Given text -
April and I

Let’s start this off with some facts, shall we? One; me and April are not friends. Not even acquaintances. If we were to pass each other on the street, one of us might hiss at the other with bared teeth and raised shackles – the full cat fight shebang. Two; this has been going on for a very long time. Three; April isn’t a person – I’m talking about the month herself.

April to me is a big, hairy behemoth. She farts on your pillow and laughs when your eye turns pink. She spreads malicious rumors about us at work. She is a constant boulder that I’m pushing up the steep slopes of a slippery mountain, only to watch it tumble to the bottom every time. In all honesty, we have come a long way since it all began – from outright hatred and hostility to a squaring of the shoulders and the infamous gritting of the teeth – but we are still eons away from friendly nods and awkward conversation about the weather. Can you believe that it’s snowing again?

Objectives -
1. In the essay about April, what does the writer mean by saying "we have come a long way"? Answer in one to three sentences.
2. Rewrite the stretch of the essay about April from "April and I" through "the month herself.", putting "November" in place of "April".

Supplied data -
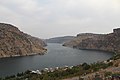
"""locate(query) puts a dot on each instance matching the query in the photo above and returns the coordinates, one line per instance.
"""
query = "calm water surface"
(56, 56)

Solutions to each task -
1. The writer's relationship with April has moved from outright hatred and hostility to a squaring of the shoulders and a gritting of the teeth. Even so, the two are still eons away from friendly nods and awkward talk about the weather.

2.
November and I

Let’s start this off with some facts, shall we? One; me and November are not friends. Not even acquaintances. If we were to pass each other on the street, one of us might hiss at the other with bared teeth and raised shackles – the full cat fight shebang. Two; this has been going on for a very long time. Three; November isn’t a person – I’m talking about the month herself.